Filter the listing below, copying out each line that contains the word "goalkeeper".
━━━ Provided data
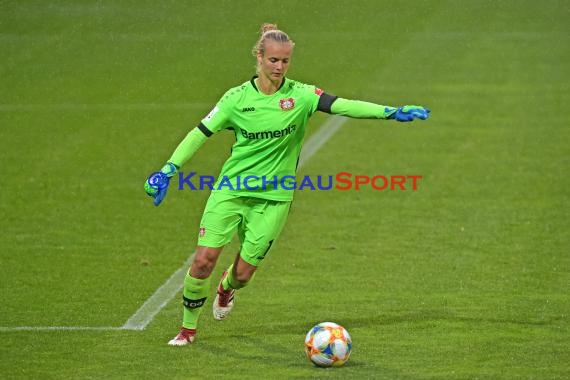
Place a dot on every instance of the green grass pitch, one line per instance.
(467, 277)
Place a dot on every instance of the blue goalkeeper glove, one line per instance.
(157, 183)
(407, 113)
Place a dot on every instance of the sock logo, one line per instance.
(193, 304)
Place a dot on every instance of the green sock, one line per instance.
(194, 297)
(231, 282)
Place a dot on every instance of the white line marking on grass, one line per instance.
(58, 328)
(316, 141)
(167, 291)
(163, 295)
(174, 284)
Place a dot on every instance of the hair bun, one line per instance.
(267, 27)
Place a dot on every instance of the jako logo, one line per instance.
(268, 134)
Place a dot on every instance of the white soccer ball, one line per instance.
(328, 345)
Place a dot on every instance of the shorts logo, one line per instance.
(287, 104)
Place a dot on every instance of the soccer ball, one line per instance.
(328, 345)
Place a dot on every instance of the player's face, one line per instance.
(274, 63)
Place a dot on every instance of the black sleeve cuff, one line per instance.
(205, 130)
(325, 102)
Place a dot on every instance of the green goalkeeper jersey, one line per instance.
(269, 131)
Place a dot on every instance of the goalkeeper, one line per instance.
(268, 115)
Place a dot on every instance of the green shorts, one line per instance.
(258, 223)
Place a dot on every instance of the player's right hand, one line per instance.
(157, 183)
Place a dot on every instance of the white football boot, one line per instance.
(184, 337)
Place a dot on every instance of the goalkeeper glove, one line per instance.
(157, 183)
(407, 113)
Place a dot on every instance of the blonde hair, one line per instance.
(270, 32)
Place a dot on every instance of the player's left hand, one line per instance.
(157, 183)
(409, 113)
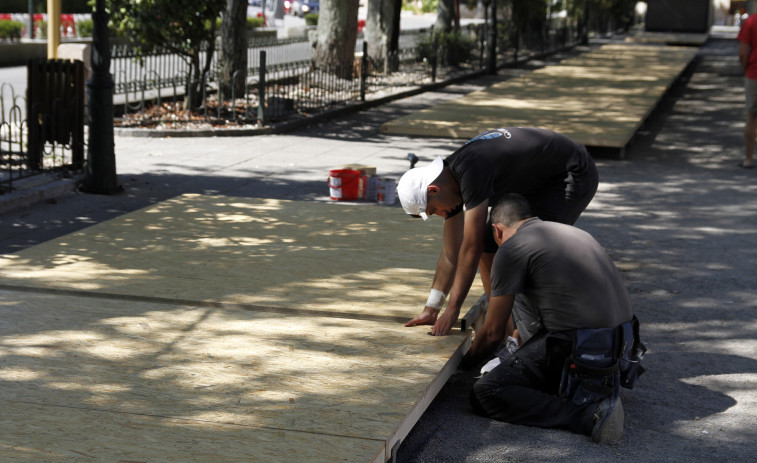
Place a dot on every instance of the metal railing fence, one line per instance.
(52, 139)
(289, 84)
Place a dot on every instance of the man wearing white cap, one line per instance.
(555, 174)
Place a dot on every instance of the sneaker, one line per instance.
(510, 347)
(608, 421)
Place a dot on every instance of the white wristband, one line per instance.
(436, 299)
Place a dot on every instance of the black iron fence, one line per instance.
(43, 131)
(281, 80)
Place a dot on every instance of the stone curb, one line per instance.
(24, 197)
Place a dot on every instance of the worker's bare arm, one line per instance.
━━━━━━
━━━ Provided data
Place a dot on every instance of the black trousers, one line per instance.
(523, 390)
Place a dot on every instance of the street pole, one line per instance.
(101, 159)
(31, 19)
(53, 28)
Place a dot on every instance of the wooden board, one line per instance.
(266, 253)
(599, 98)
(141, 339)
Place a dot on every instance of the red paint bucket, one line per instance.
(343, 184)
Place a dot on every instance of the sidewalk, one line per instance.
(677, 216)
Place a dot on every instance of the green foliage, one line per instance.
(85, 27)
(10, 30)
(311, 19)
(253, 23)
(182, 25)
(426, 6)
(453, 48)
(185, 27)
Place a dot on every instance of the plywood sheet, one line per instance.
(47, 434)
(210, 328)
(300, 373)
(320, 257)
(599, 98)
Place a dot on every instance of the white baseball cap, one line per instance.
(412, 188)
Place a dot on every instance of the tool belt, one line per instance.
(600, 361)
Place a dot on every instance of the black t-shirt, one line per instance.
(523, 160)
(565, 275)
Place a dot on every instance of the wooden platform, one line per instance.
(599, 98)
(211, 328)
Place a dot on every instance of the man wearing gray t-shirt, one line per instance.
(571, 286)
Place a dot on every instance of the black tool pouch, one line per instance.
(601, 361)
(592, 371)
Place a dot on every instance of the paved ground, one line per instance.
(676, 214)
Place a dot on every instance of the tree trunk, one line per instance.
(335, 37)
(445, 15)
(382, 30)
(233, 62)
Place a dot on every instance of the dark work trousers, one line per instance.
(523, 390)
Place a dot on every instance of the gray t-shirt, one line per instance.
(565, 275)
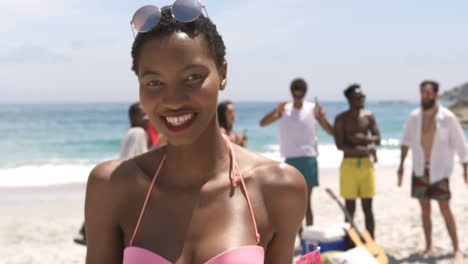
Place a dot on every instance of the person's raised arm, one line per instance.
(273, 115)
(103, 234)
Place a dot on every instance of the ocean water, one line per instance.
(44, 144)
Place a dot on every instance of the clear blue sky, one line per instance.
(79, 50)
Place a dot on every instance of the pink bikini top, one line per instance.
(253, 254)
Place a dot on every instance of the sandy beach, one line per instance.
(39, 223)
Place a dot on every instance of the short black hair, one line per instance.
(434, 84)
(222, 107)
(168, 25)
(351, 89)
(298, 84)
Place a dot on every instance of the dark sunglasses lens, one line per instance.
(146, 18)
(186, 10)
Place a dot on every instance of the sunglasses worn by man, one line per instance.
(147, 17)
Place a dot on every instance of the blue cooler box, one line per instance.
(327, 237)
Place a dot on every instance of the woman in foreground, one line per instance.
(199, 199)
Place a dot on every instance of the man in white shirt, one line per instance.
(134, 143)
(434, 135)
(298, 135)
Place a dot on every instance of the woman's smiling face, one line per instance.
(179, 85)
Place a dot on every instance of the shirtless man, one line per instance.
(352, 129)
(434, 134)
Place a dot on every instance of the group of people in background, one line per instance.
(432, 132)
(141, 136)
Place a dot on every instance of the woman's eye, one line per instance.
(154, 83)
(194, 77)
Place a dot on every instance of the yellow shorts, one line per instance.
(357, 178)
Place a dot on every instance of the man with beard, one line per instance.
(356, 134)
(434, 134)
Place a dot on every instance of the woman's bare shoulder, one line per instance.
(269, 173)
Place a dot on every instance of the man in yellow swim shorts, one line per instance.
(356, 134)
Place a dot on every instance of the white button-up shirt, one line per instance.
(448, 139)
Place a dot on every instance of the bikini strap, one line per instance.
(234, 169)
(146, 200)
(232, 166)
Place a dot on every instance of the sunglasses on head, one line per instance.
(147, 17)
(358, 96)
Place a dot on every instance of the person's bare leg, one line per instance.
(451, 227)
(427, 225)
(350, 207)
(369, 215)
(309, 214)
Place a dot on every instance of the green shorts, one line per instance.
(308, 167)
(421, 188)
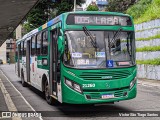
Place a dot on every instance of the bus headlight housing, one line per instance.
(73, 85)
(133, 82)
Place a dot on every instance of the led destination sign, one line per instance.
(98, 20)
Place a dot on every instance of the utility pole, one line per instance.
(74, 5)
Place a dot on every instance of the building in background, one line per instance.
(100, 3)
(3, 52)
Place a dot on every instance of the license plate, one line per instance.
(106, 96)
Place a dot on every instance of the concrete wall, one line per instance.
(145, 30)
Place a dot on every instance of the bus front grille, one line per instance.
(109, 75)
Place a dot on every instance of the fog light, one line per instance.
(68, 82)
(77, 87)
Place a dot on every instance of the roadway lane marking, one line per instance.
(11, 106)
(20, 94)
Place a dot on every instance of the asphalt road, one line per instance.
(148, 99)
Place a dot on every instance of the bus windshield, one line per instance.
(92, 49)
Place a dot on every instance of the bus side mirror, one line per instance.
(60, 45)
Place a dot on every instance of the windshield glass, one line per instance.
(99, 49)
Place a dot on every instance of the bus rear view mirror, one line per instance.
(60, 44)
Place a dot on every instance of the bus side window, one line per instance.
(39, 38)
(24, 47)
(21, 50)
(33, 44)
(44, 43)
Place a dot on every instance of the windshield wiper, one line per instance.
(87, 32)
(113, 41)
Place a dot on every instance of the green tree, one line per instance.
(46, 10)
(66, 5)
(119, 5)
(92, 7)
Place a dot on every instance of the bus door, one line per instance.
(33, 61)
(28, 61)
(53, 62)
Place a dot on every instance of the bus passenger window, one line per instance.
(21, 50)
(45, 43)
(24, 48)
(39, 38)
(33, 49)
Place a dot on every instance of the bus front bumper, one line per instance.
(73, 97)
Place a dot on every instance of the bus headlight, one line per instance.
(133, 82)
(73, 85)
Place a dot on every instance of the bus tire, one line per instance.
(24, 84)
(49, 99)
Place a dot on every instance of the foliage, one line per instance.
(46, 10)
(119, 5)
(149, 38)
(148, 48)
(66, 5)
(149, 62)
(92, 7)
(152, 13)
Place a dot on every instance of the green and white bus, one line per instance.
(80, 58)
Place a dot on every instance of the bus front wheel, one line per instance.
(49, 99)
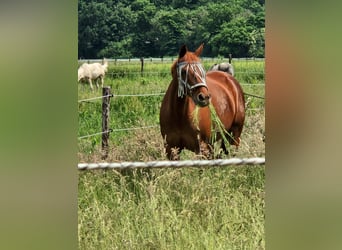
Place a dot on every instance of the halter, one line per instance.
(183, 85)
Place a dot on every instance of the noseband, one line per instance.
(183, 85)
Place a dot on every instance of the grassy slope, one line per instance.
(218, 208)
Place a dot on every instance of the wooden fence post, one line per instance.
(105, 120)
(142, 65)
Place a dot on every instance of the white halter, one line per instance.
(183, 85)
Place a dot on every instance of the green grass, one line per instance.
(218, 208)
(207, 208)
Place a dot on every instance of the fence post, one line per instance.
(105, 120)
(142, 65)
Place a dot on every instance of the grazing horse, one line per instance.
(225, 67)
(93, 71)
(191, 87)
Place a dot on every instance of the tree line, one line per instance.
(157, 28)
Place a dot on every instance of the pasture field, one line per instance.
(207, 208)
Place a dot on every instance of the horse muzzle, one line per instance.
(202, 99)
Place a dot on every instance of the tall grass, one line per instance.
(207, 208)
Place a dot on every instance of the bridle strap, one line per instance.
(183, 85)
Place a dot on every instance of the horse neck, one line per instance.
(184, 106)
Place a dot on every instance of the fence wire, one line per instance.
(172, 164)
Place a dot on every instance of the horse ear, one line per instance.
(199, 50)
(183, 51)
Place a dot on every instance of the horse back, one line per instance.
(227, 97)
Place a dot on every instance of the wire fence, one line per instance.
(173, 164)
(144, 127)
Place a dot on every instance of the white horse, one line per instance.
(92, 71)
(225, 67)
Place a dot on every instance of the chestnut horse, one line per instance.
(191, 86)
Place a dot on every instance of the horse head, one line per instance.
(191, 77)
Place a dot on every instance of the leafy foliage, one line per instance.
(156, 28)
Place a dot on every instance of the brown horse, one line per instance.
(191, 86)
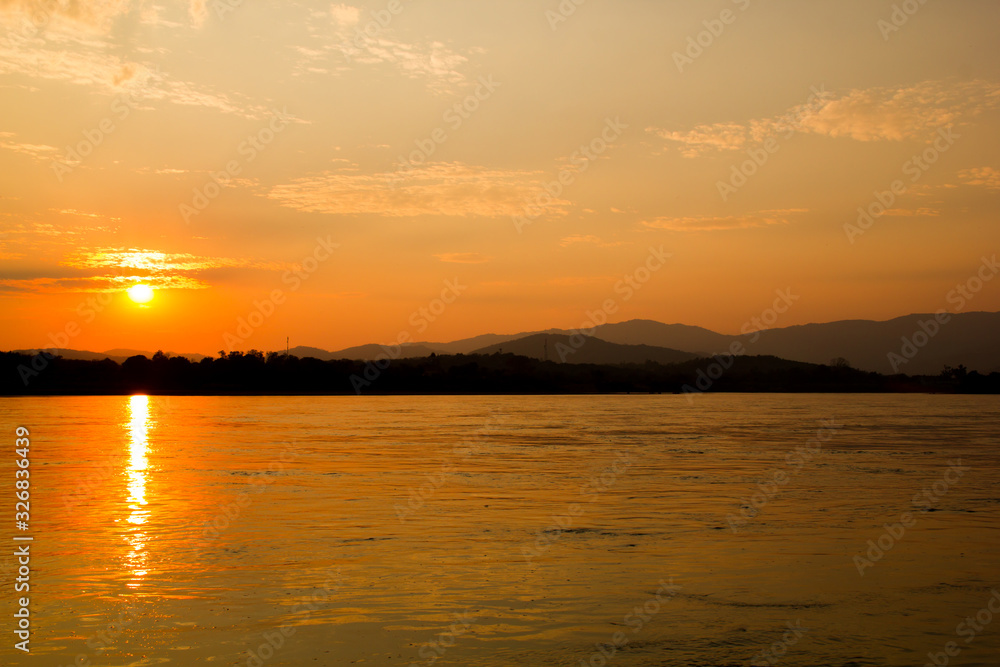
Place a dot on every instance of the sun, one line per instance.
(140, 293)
━━━━━━
▶ **Correct result**
Place a dot on every instance of the blue goalkeeper glove, one line per instance.
Place a dot on every instance of the green goalkeeper jersey, one line per instance.
Place a dot on every instance of the goalkeeper, one line per instance.
Place a dot on every instance of the goalkeeper glove, one line per instance.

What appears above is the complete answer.